• _Reading text_:
That influx of support ignited further growth, and, in the next two-plus decades, many faculty joined the ranks, including Barbara Bezdek, Richard Boldt, Patricia Campbell, Douglas Colbert, Jerry Deise, Deborah Eisenberg, Sara Gold, Leigh Goodmark, Toby Treem Guerin, Kathi Hoke, Sherrilyn Ifill, Tom Perez, Michael Pinard, Rena Steinzor, Maureen Sweeney, Ellen Weber, Beverly Winstead, and Maryland Carey Law’s current dean Renée Hutchins, who went on to co-direct the program in the 2010s with Pinard. These scholars launched or reinvigorated clinics in areas including immigration, public health, tax, gender violence, juvenile justice, post-conviction and sentencing, and reentry.
Through the years, the Clinical Law Program has also benefited from the expertise of practicing attorneys. Adjuncts bring their deep knowledge and expertise to clinics and have allowed the law school to expand the breadth of clinical offerings.
“The Clinical Law Program is the beating heart of our law school,” says Hutchins. “The work of our clinics represents our deep commitment to providing access to justice in our city and to the integration of theory and practice woven into the curriculum.”
By the Clinical Law Program’s 30th anniversary, the faculty had grown to 25. Today, more than 35 faculty and staff supervise 150 students providing around 75,000 hours of free legal services to the community each year. During the COVID pandemic shutdown, that work continued largely on Zoom, email, and through phone communication.
“Our students dove into work created by the pandemic,” says Goodmark. “We filed lawsuits to try to get our incarcerated clients who were particularly vulnerable to the virus released and to address pandemic-related employment discrimination. We developed guidance for low-income people on what court closures would mean for them. We helped low-income taxpayers file for stimulus funding.”

• _Requirement 1_:
In the passage on the Clinical Law Program, how many students do faculty and staff supervise today?
• _Requirement 2_:
Reproduce the passage on the Clinical Law Program between "Through the years, the" and "through phone communication.", inclusive, substituting "instructors" for each instance of "faculty".
• _Requirement 3_:
Extend the passage on the Clinical Law Program beyond its final sentence.

• _Supplied data_:
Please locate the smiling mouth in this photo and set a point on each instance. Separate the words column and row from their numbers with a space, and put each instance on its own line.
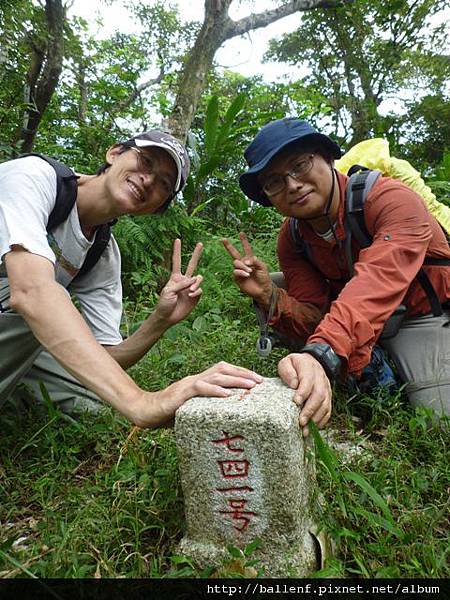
column 135, row 191
column 301, row 199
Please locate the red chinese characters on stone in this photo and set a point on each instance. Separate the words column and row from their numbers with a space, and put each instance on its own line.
column 238, row 514
column 235, row 469
column 227, row 441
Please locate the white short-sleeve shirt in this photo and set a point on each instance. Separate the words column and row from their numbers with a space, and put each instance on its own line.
column 27, row 197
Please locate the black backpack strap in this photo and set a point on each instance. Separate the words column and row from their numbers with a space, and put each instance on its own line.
column 102, row 237
column 358, row 187
column 66, row 191
column 66, row 196
column 301, row 245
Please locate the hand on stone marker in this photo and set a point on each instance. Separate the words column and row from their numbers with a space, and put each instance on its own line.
column 250, row 274
column 304, row 374
column 182, row 292
column 158, row 408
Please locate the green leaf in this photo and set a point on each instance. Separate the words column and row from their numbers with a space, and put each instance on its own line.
column 233, row 110
column 375, row 521
column 199, row 324
column 211, row 123
column 324, row 452
column 371, row 492
column 235, row 552
column 177, row 359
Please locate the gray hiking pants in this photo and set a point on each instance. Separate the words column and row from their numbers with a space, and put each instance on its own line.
column 24, row 365
column 421, row 353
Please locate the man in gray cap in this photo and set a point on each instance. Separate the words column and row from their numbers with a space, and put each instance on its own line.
column 55, row 240
column 336, row 315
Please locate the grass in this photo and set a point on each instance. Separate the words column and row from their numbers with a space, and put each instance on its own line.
column 86, row 499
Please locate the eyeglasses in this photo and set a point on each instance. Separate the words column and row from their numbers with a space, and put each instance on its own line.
column 276, row 183
column 147, row 164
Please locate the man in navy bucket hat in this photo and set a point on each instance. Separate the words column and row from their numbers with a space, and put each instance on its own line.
column 334, row 316
column 51, row 219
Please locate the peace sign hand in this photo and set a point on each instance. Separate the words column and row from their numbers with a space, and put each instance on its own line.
column 182, row 292
column 250, row 274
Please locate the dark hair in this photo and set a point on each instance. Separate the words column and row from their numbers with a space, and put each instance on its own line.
column 105, row 166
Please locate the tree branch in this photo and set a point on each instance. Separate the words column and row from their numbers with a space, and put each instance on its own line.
column 256, row 21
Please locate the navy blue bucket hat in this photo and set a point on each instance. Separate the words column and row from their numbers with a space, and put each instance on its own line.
column 269, row 141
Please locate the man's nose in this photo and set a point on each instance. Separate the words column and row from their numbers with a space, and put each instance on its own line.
column 148, row 179
column 292, row 184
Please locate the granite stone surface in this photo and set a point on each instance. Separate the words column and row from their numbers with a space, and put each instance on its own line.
column 247, row 473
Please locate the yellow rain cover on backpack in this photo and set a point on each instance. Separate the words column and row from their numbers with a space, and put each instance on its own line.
column 374, row 154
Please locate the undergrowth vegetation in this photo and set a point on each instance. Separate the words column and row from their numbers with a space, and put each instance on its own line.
column 95, row 498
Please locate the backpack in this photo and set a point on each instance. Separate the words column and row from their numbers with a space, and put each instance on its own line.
column 66, row 196
column 359, row 185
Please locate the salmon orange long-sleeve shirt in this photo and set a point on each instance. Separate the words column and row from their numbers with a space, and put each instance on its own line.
column 323, row 304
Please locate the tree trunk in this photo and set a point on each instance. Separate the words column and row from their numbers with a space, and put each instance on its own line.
column 44, row 72
column 218, row 27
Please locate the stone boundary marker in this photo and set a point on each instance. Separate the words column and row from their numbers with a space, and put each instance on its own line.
column 247, row 473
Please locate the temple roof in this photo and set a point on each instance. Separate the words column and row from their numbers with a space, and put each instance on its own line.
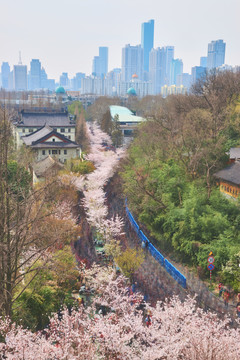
column 230, row 174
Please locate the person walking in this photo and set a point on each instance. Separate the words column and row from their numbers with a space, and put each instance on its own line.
column 220, row 289
column 238, row 310
column 226, row 298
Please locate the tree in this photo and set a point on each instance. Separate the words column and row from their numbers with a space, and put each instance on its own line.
column 26, row 228
column 177, row 331
column 130, row 261
column 116, row 135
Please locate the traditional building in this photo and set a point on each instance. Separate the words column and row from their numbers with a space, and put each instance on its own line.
column 229, row 179
column 30, row 121
column 47, row 141
column 45, row 168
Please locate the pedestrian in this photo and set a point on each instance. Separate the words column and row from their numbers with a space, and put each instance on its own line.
column 219, row 289
column 238, row 309
column 148, row 320
column 226, row 298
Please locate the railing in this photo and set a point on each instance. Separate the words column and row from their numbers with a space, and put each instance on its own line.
column 176, row 275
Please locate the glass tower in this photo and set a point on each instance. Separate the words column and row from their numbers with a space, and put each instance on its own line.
column 216, row 54
column 147, row 41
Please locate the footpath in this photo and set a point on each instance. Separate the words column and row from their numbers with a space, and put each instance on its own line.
column 152, row 278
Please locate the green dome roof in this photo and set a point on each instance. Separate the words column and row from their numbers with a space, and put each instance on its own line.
column 132, row 91
column 60, row 90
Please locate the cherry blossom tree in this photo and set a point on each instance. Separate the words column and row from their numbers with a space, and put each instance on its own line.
column 119, row 331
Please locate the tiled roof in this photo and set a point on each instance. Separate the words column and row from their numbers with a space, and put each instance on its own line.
column 44, row 165
column 234, row 153
column 29, row 139
column 41, row 119
column 55, row 145
column 39, row 139
column 230, row 173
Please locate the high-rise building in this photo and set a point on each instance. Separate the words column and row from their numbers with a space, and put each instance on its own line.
column 77, row 81
column 103, row 56
column 156, row 69
column 203, row 61
column 132, row 62
column 147, row 42
column 184, row 79
column 5, row 69
column 35, row 74
column 198, row 72
column 64, row 80
column 176, row 69
column 100, row 63
column 160, row 66
column 44, row 79
column 216, row 54
column 20, row 77
column 96, row 66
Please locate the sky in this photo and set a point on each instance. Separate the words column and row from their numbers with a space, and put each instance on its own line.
column 65, row 34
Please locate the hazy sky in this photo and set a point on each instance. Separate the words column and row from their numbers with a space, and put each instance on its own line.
column 65, row 34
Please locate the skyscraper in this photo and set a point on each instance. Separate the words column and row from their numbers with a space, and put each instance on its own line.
column 216, row 54
column 103, row 56
column 5, row 69
column 147, row 40
column 100, row 62
column 64, row 80
column 20, row 77
column 203, row 61
column 176, row 69
column 35, row 75
column 96, row 66
column 156, row 69
column 198, row 72
column 160, row 66
column 132, row 62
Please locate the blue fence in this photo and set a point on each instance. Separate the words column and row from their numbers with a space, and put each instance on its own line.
column 155, row 253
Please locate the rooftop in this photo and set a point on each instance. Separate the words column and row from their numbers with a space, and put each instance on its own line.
column 44, row 165
column 230, row 174
column 234, row 153
column 124, row 114
column 42, row 118
column 29, row 139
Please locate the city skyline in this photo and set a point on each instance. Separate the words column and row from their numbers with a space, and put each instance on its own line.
column 66, row 36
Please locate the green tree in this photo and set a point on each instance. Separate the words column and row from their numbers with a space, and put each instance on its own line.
column 130, row 261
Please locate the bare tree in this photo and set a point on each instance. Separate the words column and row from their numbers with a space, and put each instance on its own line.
column 26, row 228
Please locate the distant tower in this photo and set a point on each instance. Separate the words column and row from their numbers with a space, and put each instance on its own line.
column 35, row 74
column 216, row 54
column 20, row 75
column 5, row 70
column 20, row 59
column 100, row 62
column 147, row 40
column 132, row 62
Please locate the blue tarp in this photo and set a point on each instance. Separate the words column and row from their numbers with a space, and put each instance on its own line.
column 155, row 253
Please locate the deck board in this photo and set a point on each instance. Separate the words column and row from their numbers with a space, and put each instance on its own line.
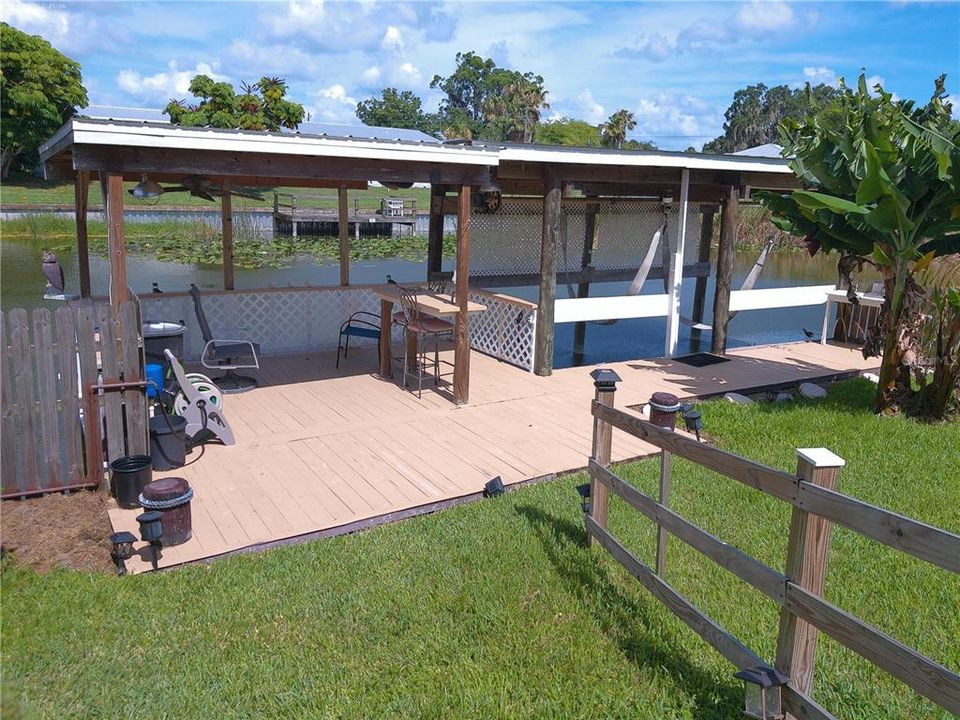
column 319, row 448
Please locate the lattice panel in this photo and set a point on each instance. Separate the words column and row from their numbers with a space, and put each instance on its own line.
column 506, row 330
column 282, row 321
column 507, row 242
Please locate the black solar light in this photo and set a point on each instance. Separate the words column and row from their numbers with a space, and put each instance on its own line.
column 693, row 421
column 762, row 692
column 494, row 488
column 584, row 492
column 151, row 531
column 122, row 550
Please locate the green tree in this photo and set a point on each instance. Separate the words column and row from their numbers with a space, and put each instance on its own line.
column 397, row 109
column 756, row 112
column 881, row 186
column 485, row 101
column 613, row 133
column 260, row 106
column 40, row 89
column 564, row 131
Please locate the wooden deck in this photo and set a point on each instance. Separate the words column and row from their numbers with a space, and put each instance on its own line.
column 321, row 450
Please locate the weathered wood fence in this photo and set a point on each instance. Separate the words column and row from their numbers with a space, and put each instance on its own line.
column 798, row 591
column 72, row 395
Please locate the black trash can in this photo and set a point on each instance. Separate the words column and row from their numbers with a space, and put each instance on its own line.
column 161, row 335
column 168, row 441
column 128, row 476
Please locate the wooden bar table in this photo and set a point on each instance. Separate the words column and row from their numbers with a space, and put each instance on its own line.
column 437, row 305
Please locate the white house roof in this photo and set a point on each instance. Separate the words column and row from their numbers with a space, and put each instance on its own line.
column 85, row 131
column 133, row 134
column 642, row 158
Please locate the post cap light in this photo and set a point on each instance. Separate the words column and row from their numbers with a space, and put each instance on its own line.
column 493, row 488
column 584, row 492
column 762, row 692
column 605, row 378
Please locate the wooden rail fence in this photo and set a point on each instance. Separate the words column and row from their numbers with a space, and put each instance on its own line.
column 72, row 396
column 798, row 591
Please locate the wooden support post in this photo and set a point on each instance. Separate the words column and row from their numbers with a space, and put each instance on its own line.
column 226, row 225
column 605, row 386
column 461, row 360
column 343, row 226
column 703, row 256
column 543, row 345
column 435, row 231
column 81, row 190
column 590, row 232
column 675, row 276
column 663, row 413
column 807, row 552
column 725, row 256
column 111, row 185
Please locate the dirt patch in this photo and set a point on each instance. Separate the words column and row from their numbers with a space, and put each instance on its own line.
column 68, row 531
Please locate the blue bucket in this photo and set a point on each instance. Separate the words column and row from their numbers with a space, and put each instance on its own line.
column 154, row 380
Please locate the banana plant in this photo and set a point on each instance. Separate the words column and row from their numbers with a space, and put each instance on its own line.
column 881, row 183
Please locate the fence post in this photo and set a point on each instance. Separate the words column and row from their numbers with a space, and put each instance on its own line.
column 605, row 382
column 663, row 413
column 807, row 552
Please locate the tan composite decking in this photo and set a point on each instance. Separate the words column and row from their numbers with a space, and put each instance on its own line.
column 318, row 448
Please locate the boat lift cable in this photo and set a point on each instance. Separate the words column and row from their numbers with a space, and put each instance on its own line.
column 661, row 239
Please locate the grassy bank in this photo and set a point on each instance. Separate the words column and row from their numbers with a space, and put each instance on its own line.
column 197, row 242
column 496, row 609
column 20, row 190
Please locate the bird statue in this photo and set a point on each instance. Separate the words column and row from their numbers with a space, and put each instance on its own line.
column 51, row 268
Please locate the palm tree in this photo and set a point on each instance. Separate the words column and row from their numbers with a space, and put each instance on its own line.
column 614, row 131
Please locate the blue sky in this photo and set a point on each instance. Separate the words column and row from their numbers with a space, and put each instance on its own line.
column 675, row 65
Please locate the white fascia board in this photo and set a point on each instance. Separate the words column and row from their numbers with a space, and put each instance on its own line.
column 620, row 307
column 176, row 138
column 647, row 159
column 768, row 298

• _Expected answer 1_:
150 students

• _Expected answer 2_:
Through the years, the Clinical Law Program has also benefited from the expertise of practicing attorneys. Adjuncts bring their deep knowledge and expertise to clinics and have allowed the law school to expand the breadth of clinical offerings.
“The Clinical Law Program is the beating heart of our law school,” says Hutchins. “The work of our clinics represents our deep commitment to providing access to justice in our city and to the integration of theory and practice woven into the curriculum.”
By the Clinical Law Program’s 30th anniversary, the instructors had grown to 25. Today, more than 35 instructors and staff supervise 150 students providing around 75,000 hours of free legal services to the community each year. During the COVID pandemic shutdown, that work continued largely on Zoom, email, and through phone communication.

• _Expected answer 3_:
Looking Forward
Recently, Maryland Carey Law has enhanced the Clinical Law Program with dynamic new faculty, including Seema Kakade, Lila Meadows, Aadhithi Padmanabhan, and Maneka Sinha. Their clinics are focused on environmental law, justice for victims of crime, appellate immigration, and criminal defense. And while the law school continues to prioritize new and reimagined clinics, a strong trend in the past five years has been clinic collaborations like the Eviction Prevention Project, which draws from specialties in multiple clinics to meet a specific need.
“These recent innovations recognize that Injustice and oppression–individual and collective—cut across systems and institutions,” says longtime Clinical Law Program co-director Professor Michael Pinard. "Reflecting on our Clinical Law Program in its 50th year, we know that we must coordinate our efforts and expertise to not only respond to our clients’ myriad legal and non-legal issues, but also to work with communities to uproot and dismantle the systems and institutions that wreak havoc on individuals, families, and communities in Baltimore and throughout Maryland. Deepening our collaborations is one mandate—of many—moving forward.”